__WHAT THE TASK REQUIRES__. Extend the passage on low-cost sensors for methane detection, picking up after its last sentence and writing the next part of its review of earlier studies.

__SOURCE DOCUMENT__.
· · · · · · ·

Pellistor and optical sensors are available off the shelf from companies such as Amphenol SGX Sensortech at prices ranging from USD 80 to USD 300 from distributors (Mouser Electronics, Inc.). A typical example, the INIR-ME-5 % optical sensor, priced at USD 270, is specified with a lower limit of detection of 100 ppm and is designed for methane concentrations in the percent range (SGX Sensortech, 2018). MOx sensors are often less expensive still; the components we examine range in price from USD 5 to USD 20, ideal for developing very inexpensive sensor nodes. Due to their low cost and wide availability, we focus on MOx sensors in this study.

1.1 Previous studies

Other researchers have investigated MOx sensors for trace methane detection, with results summarized in Table 1. Eugster and Kling (2012) used a TGS2600 sensor (Figaro Engineering Inc.) to follow diurnal trends in methane concentrations in the 1.8–2 ppm range, though with an R² of only 0.19. However, Riddick et al. (2020a) found the same method did not work with a wider concentration range and developed a different model with accuracy of 0.01 ppm. Collier-Oxandale et al. (2018) also found good results with TGS2600 sensors at two different sites, with RMSE better than 0.4 ppm; however, they found it necessary to use different calibration and regression models for the two sites and found that their models were somewhat overfitted to other gases and environmental parameters. Although TGS2600 had useful accuracy in these studies, different calibration models were required for different sites, possibly due to different sources or environmental conditions. In particular, temperature and humidity are known to affect MOx sensor response, as do cross-sensitivities to other gases (Wang et al., 2010; Huerta et al., 2016; Abdullah et al., 2020; Kim et al., 2021). It is possible that these studies were overfitted to site-specific phenomena such as interfering gases.

· · · · · · ·

__INFORMATION SHOWN__.
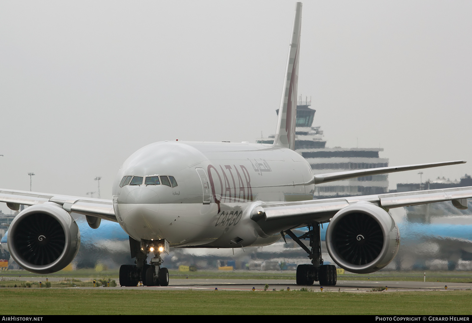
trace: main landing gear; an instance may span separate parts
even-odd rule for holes
[[[169,244],[162,240],[144,240],[141,242],[129,237],[131,258],[136,257],[135,265],[122,265],[119,268],[119,283],[122,286],[135,286],[139,281],[146,286],[167,286],[169,284],[169,271],[161,268],[160,254],[169,250]],[[150,264],[147,254],[154,253]]]
[[[284,236],[284,232],[281,233]],[[316,280],[321,286],[334,286],[336,284],[337,273],[336,266],[334,265],[323,264],[321,258],[321,242],[320,235],[320,224],[310,224],[308,232],[301,237],[297,237],[290,230],[285,231],[294,240],[298,243],[308,254],[312,260],[312,264],[298,265],[296,268],[297,285],[313,285]],[[311,250],[305,246],[301,239],[310,239]],[[284,238],[285,240],[285,238]]]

· · · · · · ·

__EXERCISE ANSWER__.
Van den Bossche et al. (2017) performed a laboratory calibration of a TGS2611-E00 sensor (Figaro Engineering Inc.), finding error around 1 ppm when corrected for humidity and temperature. Bastviken et al. (2020) reported similar errors with TGS2611-E00 in a laboratory calibration and field deployment. Taguem et al. (2021) studied the response of a sensor array including TGS2611, TGS2602 (Figaro Engineering Inc.), and other sensors for biogas detection, which includes methane as a component; however, their analysis did not characterize sensor response to methane alone.

Riddick et al. (2020b) found an MQ4 sensor to match their reference instrument between 100 ppm and 9 % concentrations with an R² of 0.99. Honeycutt et al. (2019) determined a lower limit of detection for MQ4 of 82 ppm. Both studies found good performance in the higher concentration range, but neither study quantified sensor performance in the background to 10 ppm range.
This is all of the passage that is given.